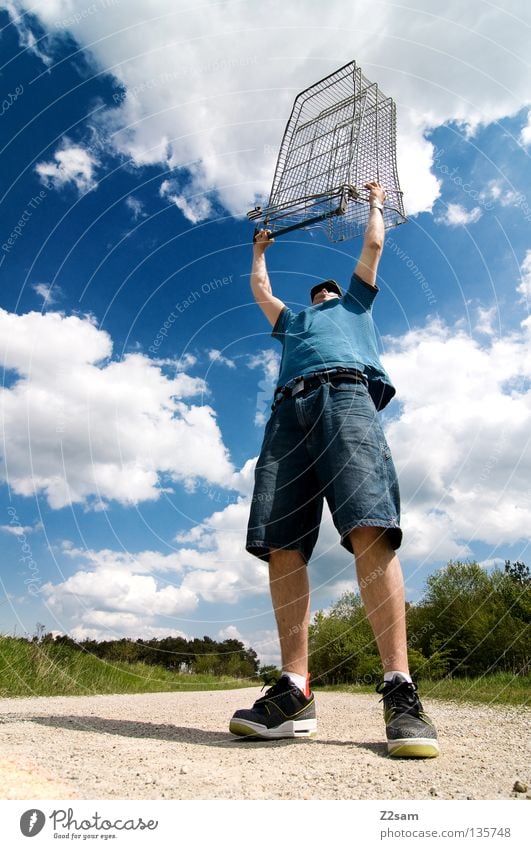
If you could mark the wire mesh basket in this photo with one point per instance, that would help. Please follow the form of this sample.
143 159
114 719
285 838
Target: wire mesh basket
341 134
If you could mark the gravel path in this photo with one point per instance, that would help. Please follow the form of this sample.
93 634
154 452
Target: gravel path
177 746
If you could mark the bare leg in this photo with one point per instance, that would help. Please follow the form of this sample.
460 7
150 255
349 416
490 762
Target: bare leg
288 581
382 591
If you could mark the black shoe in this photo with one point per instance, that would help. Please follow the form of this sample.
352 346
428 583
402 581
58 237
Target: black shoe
410 731
284 711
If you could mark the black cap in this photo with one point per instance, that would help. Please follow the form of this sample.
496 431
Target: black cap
331 285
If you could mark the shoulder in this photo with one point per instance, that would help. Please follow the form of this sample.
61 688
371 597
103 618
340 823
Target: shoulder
362 291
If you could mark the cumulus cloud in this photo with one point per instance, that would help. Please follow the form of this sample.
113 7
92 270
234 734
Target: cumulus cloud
193 96
216 356
524 287
49 292
268 361
17 530
136 207
456 215
75 432
72 164
461 440
525 136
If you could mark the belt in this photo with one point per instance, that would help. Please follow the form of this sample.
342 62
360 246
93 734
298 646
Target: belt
305 383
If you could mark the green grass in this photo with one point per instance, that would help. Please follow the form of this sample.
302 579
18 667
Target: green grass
501 688
29 669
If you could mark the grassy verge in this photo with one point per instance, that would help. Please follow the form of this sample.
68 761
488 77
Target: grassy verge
28 669
502 688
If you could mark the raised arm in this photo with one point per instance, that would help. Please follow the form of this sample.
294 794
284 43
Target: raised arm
373 240
260 283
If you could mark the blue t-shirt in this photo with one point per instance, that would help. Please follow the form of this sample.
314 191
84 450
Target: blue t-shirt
338 332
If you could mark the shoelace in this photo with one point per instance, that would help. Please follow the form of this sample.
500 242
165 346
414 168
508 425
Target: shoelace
402 696
277 689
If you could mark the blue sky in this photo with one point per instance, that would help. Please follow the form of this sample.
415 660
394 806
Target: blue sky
132 146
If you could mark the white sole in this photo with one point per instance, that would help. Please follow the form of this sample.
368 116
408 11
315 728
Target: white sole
291 728
413 747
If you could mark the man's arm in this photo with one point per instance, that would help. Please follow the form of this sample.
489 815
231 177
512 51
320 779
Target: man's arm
373 240
260 283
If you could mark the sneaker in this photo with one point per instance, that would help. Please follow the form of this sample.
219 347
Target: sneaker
410 731
284 711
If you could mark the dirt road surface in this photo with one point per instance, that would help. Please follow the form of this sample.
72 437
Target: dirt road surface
177 746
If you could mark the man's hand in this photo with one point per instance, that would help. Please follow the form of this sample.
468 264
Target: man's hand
373 240
262 240
376 192
260 283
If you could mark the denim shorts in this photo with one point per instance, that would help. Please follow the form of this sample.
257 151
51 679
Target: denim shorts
326 443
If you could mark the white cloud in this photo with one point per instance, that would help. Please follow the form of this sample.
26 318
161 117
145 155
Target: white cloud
136 207
216 356
486 316
17 530
49 292
196 99
188 197
461 441
456 215
269 361
73 164
74 431
525 136
524 287
231 633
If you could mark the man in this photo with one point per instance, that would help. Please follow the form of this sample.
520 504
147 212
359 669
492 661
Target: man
324 440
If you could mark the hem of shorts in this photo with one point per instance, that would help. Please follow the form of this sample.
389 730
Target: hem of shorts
260 549
395 534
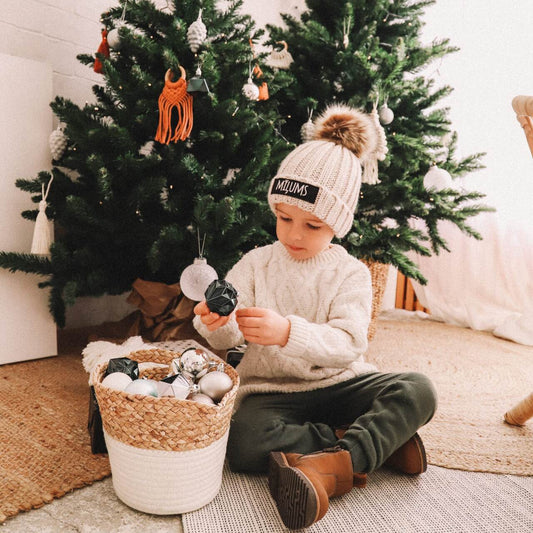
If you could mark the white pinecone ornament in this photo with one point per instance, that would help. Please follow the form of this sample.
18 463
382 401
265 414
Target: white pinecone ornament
307 130
58 143
386 115
196 34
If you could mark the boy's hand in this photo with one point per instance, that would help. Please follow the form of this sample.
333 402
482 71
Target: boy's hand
263 326
213 321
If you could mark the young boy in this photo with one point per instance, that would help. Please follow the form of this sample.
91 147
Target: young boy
310 410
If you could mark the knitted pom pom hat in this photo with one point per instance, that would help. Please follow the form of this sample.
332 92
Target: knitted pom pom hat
323 176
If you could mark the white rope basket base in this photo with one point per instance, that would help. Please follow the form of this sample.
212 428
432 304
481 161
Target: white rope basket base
165 482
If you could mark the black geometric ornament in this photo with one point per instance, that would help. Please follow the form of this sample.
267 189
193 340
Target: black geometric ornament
221 297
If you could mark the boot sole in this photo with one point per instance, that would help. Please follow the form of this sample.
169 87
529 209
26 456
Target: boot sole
295 496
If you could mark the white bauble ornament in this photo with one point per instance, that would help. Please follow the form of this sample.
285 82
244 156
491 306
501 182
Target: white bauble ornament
147 148
193 362
196 33
215 384
250 90
307 131
117 381
386 115
280 59
201 398
437 178
195 279
146 387
58 143
113 39
180 388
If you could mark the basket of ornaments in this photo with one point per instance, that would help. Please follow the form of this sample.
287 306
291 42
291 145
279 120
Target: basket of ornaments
166 417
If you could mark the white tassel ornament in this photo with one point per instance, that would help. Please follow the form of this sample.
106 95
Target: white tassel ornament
42 238
370 164
196 34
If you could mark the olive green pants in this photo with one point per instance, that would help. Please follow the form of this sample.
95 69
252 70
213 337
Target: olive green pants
381 412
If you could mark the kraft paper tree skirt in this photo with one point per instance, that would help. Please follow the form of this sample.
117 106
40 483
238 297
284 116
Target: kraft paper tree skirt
44 406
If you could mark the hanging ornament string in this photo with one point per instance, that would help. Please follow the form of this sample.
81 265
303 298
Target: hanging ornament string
308 129
258 73
195 279
346 31
41 233
114 38
202 246
370 164
250 89
103 49
281 59
174 97
197 33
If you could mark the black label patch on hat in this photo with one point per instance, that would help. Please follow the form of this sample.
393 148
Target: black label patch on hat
296 189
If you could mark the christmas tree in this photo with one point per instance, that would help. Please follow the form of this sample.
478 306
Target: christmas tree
369 55
128 201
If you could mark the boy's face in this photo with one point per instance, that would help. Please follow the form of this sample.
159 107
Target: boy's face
302 234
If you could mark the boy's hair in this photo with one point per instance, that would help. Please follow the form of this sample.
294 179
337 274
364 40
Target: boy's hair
323 176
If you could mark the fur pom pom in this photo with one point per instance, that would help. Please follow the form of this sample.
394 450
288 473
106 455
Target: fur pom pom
348 127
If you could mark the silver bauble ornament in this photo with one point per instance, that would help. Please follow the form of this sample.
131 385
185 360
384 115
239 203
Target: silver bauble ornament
146 387
179 388
116 381
386 115
113 39
250 90
147 148
194 363
437 178
201 398
58 143
196 33
195 279
307 131
215 384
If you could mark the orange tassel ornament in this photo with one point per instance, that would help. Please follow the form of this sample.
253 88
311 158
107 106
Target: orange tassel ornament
174 97
102 49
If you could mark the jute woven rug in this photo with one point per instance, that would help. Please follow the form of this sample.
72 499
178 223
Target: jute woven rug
440 501
45 450
478 377
44 405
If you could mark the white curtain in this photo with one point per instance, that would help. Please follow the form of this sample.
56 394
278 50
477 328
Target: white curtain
485 285
488 284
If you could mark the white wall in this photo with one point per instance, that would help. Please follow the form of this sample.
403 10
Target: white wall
26 327
54 32
492 66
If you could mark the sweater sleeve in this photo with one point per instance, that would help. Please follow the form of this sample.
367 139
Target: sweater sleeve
343 338
241 276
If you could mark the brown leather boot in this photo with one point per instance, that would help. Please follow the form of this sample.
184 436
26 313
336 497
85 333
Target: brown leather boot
302 489
410 458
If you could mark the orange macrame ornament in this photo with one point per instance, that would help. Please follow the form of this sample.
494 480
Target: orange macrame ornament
102 49
174 96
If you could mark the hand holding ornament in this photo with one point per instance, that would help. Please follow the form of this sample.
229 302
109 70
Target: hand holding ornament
263 326
212 320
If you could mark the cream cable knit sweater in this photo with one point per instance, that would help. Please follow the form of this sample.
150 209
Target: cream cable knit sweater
327 300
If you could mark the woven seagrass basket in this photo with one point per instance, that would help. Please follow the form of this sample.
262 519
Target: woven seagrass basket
378 273
166 454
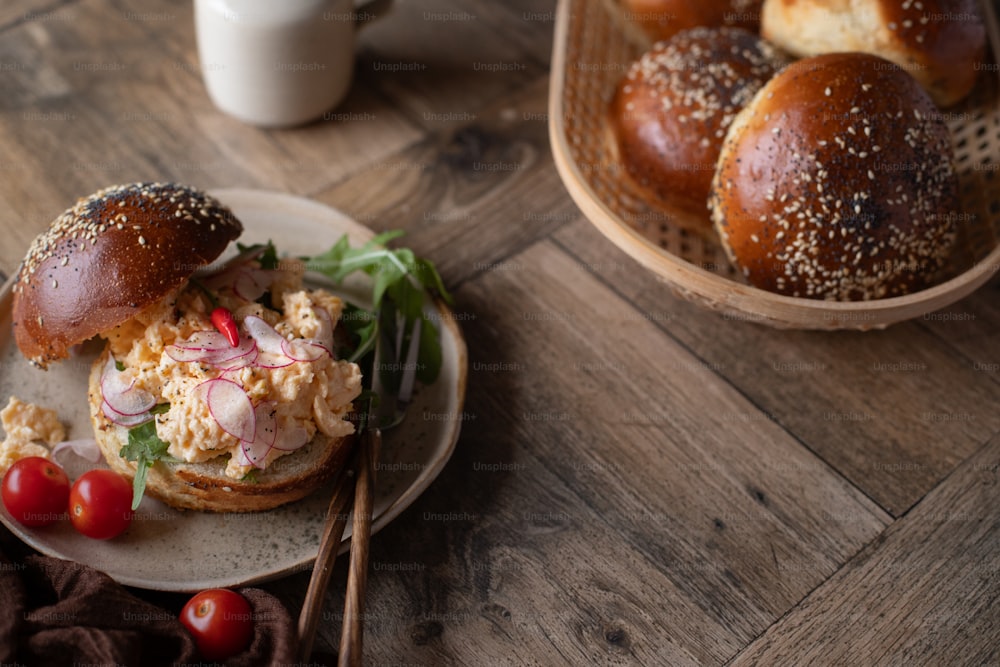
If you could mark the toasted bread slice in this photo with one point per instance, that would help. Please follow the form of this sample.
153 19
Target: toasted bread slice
205 486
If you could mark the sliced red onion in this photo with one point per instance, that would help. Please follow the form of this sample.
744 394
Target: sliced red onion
230 406
85 448
122 396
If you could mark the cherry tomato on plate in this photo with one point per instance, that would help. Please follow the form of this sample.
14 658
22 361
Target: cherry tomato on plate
100 504
221 622
35 491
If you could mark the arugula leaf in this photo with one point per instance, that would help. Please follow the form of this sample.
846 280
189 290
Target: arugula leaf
145 448
401 282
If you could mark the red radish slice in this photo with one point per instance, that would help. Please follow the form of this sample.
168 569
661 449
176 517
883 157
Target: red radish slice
204 350
128 421
121 395
230 406
255 452
270 360
269 342
85 448
268 339
303 349
204 340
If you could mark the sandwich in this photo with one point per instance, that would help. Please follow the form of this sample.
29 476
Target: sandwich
218 387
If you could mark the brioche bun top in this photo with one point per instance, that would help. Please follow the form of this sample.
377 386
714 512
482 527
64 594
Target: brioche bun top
836 182
110 256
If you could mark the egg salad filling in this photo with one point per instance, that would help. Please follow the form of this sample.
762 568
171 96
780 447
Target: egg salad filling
254 388
26 426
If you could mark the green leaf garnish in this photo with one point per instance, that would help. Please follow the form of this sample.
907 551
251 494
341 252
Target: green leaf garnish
145 448
401 282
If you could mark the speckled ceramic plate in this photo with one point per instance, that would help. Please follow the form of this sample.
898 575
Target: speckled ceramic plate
166 549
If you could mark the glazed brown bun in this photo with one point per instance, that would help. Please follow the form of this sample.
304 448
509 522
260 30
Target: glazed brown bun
670 112
110 256
836 182
939 42
662 19
205 486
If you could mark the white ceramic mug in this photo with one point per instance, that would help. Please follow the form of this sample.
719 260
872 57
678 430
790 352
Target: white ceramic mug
279 63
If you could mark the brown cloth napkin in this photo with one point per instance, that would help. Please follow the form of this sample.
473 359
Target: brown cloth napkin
56 612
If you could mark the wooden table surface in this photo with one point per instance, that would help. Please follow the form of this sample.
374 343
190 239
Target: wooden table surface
638 481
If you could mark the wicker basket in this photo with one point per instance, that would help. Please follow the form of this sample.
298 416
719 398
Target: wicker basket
591 53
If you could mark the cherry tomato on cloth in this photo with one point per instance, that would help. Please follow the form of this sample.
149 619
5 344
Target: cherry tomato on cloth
35 491
100 504
221 622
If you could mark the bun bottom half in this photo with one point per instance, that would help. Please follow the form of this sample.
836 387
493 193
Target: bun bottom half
205 486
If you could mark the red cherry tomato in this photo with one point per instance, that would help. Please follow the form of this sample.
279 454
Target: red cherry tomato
100 504
221 622
35 491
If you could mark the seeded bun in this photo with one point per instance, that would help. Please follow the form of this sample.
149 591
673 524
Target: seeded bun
836 182
671 111
662 19
108 257
205 486
939 42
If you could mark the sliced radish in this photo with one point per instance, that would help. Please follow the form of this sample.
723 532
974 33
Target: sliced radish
206 341
251 283
303 349
255 452
230 406
290 439
120 393
267 337
206 349
85 448
271 360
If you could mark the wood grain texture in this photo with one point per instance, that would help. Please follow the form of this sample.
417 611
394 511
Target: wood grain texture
926 593
602 504
439 62
487 186
894 411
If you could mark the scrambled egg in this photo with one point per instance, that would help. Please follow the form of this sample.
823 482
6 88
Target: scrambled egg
307 395
26 425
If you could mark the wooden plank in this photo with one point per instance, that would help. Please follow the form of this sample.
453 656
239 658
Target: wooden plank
91 107
16 12
894 411
488 187
451 58
610 499
926 593
970 327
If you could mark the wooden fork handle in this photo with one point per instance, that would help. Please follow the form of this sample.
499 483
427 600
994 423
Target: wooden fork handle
333 534
351 637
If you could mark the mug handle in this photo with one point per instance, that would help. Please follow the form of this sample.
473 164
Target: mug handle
367 11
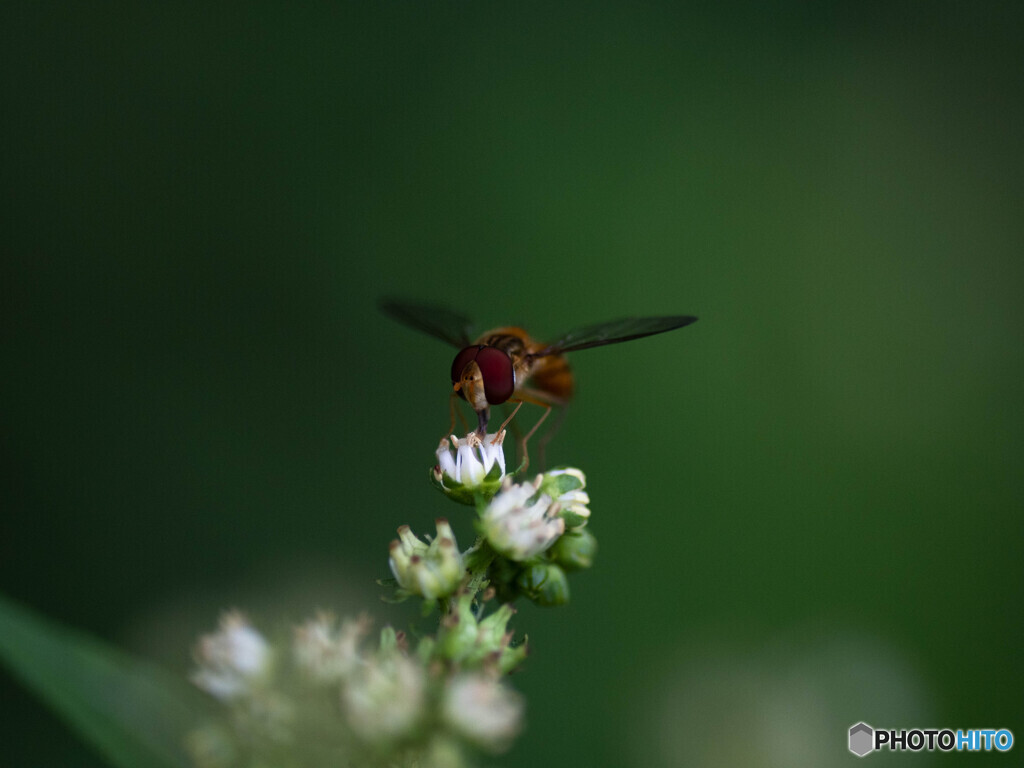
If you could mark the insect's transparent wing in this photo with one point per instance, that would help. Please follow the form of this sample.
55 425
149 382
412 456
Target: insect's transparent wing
614 332
437 322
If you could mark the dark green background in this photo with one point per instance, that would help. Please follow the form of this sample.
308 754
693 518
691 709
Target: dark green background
202 408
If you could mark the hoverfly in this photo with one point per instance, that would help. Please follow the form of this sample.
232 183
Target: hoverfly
506 365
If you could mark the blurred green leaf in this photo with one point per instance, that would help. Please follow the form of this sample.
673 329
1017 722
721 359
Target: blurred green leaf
134 713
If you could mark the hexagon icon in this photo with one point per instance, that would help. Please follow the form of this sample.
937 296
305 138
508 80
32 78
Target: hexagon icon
861 739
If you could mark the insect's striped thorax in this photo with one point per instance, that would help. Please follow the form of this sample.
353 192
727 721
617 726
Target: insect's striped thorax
550 374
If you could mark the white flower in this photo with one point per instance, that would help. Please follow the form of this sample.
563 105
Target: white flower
483 711
521 521
384 698
326 652
470 466
231 660
431 570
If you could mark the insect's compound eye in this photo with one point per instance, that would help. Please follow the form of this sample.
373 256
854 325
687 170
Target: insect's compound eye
462 359
499 374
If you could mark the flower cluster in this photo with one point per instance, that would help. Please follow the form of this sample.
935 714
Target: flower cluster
339 702
329 698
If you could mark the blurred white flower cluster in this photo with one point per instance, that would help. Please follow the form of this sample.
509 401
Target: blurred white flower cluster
329 700
328 696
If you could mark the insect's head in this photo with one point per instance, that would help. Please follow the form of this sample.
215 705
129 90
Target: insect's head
482 376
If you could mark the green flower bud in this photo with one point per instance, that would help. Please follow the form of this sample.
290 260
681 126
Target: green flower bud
545 584
475 469
472 643
574 550
521 522
565 486
431 570
457 634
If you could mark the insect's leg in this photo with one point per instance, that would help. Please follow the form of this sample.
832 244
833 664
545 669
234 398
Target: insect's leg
537 398
542 443
454 409
506 422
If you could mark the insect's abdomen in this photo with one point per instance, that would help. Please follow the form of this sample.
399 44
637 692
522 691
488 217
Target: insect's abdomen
553 375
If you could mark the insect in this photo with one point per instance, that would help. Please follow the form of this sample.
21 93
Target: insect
506 365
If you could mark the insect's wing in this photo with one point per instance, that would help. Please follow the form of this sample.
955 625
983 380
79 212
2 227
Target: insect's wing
437 322
614 332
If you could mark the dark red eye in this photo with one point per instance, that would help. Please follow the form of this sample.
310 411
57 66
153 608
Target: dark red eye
499 376
462 359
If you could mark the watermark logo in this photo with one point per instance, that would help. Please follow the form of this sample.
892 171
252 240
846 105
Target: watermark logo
863 739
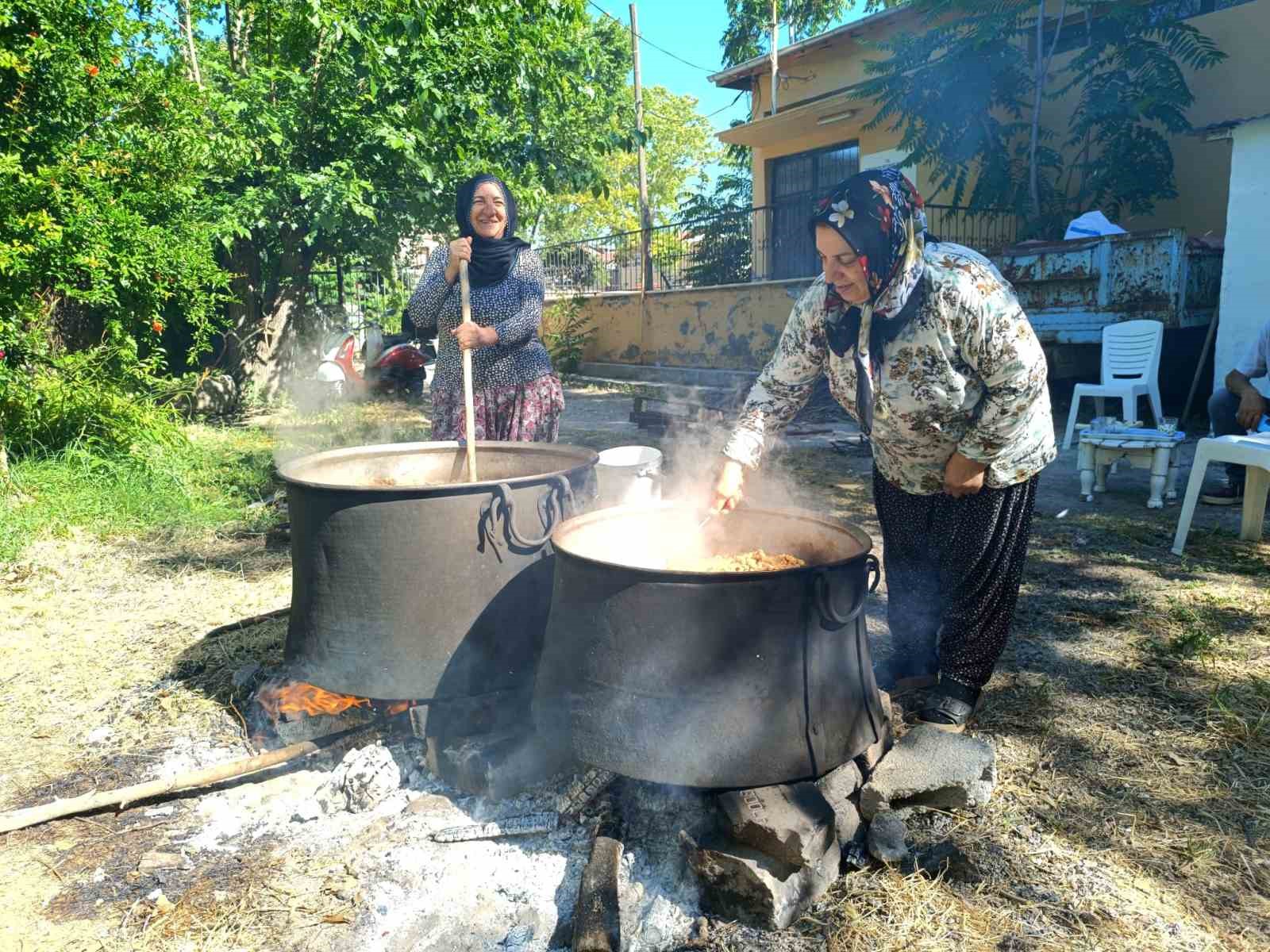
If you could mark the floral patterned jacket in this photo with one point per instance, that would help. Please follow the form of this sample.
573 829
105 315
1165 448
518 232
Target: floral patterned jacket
965 374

§ Given task
Do not include pictures. Copy only the lines running from the line with "If you could mark the flower" through the last line of the records, exactly as they appear.

§ Solved problem
If you could mark the flower cluster in this photo with one point per instance, that would help. Please follow the form of this sample.
935 714
Target: flower cluster
339 702
329 698
If you could mark the blurred white flower cluster in this photo with one point per instance, that would help. Please follow the form of this sample.
509 401
Target: blurred white flower cluster
329 700
328 696
If you could mark the insect's head in this photo with one point per instance, that would help. Please follow the form of this sample.
215 705
129 90
Target: insect's head
482 376
If you could mark the green flower bud in this photo with one point per instance, that would help. Please follow the form of this sample.
290 260
681 126
Target: green flower bud
545 584
475 469
472 643
574 550
521 522
565 486
431 570
457 634
If you could mark the insect's leg in this photo with one point per instance, that would help. Please follow the form of this sample.
832 244
833 664
545 669
234 398
Target: insect's leg
537 398
542 443
454 409
506 422
If you could mark the insect's abdomen in this photo with one point per instance, that would help. Please follow the form of this sample.
399 44
637 692
522 691
488 217
Target: insect's abdomen
553 375
If you could mark the insect in this photo with one point per instance, that would help. Please follow the form of this sample.
21 93
Target: insect
506 365
If you could mark the insect's wing in this photo with one point per instance, that would help. Please follow the form of this sample.
955 625
983 380
79 212
2 227
Target: insect's wing
437 322
614 332
If you could mark the dark red eye in this photo with one point per instance, that would help. Please follow the form of this sample.
310 411
57 66
153 608
Target: dark red eye
499 376
462 359
If you could mark the watermark logo in this photo with one point per instance, that would help. Please follow the form of this sample.
892 171
252 240
846 105
Target: watermark logo
863 739
If you could mark the floral patterned jacket in this photo with one point per instance, that would help. Please follow the form of this sample.
573 829
105 315
1165 448
518 232
Target: floral patterned jacket
965 374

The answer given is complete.